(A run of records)
■ ■ ■ ■ ■

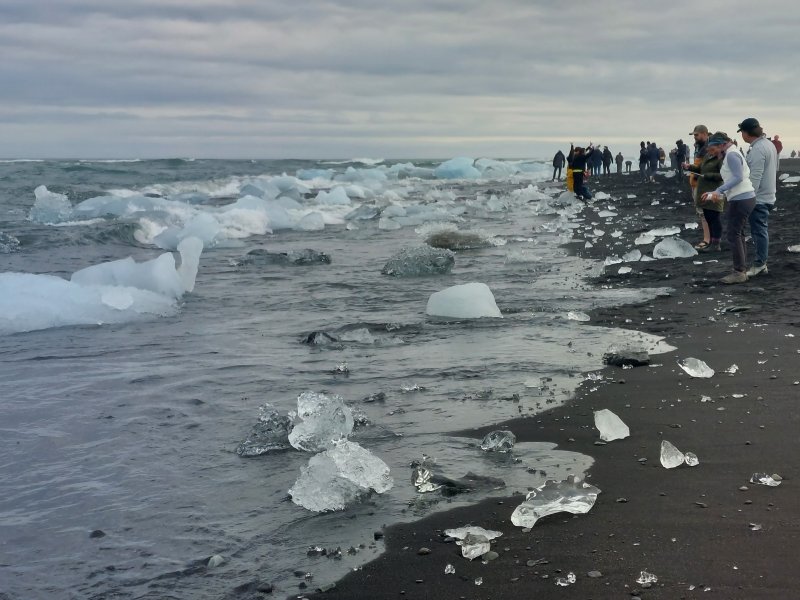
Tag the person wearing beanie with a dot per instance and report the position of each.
(738, 191)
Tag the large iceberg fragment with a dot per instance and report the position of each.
(269, 434)
(419, 261)
(571, 495)
(673, 248)
(467, 301)
(340, 476)
(324, 420)
(610, 426)
(474, 541)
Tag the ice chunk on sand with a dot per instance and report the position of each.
(673, 248)
(696, 368)
(610, 426)
(467, 301)
(671, 457)
(419, 261)
(474, 541)
(157, 275)
(498, 441)
(50, 207)
(571, 495)
(269, 434)
(339, 476)
(324, 420)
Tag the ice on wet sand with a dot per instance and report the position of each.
(340, 476)
(324, 419)
(610, 426)
(467, 301)
(571, 495)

■ ■ ■ ■ ■

Reproduce every line of the records above word for word, leaving out the pictures.

■ RESPONSE ■
Tag the person wearing beanie with a dot per instance and report the position of each.
(738, 191)
Tag the large iceberg fragment with a dot per instance and report the position of each.
(269, 434)
(419, 261)
(571, 495)
(673, 248)
(467, 301)
(340, 476)
(324, 420)
(610, 426)
(474, 541)
Tag the ice chunk on sand with a dot per instance and report the position of each.
(673, 248)
(696, 368)
(610, 426)
(467, 301)
(671, 457)
(419, 261)
(474, 541)
(157, 275)
(498, 441)
(50, 207)
(571, 495)
(269, 434)
(339, 476)
(324, 420)
Tag the ice on wet sand with a dot per instance and report the position of each.
(340, 476)
(324, 419)
(610, 426)
(467, 301)
(571, 495)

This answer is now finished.